▶ **Task brief**: Pick out every line in the material below that contains the word "Target", and copy each of those lines.
━━━ Data listing
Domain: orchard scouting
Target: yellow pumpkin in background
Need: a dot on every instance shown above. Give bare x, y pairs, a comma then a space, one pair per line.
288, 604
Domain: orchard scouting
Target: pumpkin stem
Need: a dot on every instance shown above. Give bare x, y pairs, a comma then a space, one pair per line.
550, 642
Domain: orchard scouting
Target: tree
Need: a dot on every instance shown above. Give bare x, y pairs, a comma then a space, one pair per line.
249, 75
━━━━━━
━━━ Data listing
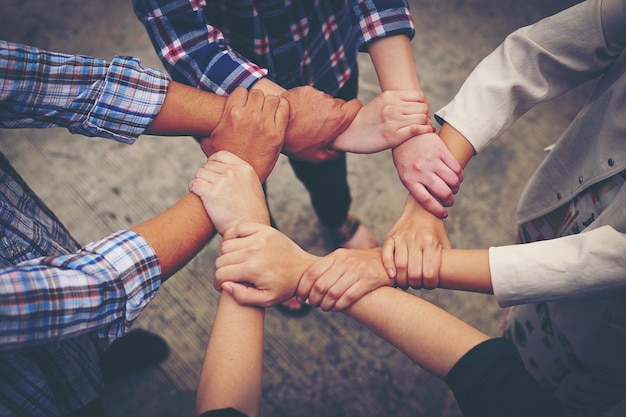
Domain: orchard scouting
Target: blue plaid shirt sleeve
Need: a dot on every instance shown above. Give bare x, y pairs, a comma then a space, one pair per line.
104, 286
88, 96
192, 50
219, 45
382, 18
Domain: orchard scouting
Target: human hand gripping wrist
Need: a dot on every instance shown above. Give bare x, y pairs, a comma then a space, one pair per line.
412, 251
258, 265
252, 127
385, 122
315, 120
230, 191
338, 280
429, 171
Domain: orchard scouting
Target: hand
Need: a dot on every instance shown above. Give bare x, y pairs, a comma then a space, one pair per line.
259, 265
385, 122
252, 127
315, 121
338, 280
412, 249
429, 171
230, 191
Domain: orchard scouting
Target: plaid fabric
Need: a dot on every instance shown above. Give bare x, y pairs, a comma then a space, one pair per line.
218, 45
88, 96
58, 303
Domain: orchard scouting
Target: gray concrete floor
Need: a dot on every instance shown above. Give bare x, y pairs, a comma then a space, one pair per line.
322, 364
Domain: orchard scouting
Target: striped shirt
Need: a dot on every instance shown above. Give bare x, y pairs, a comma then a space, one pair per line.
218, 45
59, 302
━━━━━━
━━━ Data listing
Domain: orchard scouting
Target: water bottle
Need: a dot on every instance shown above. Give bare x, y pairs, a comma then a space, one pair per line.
━━━━━━
▶ **Task response**:
Target: yellow pumpkin in background
Target: pumpkin stem
Target: tree
Target: blue plaid shirt sleeve
Target: human hand gripping wrist
Target: hand
Target: plaid fabric
Target: gray concrete floor
Target: striped shirt
Target: water bottle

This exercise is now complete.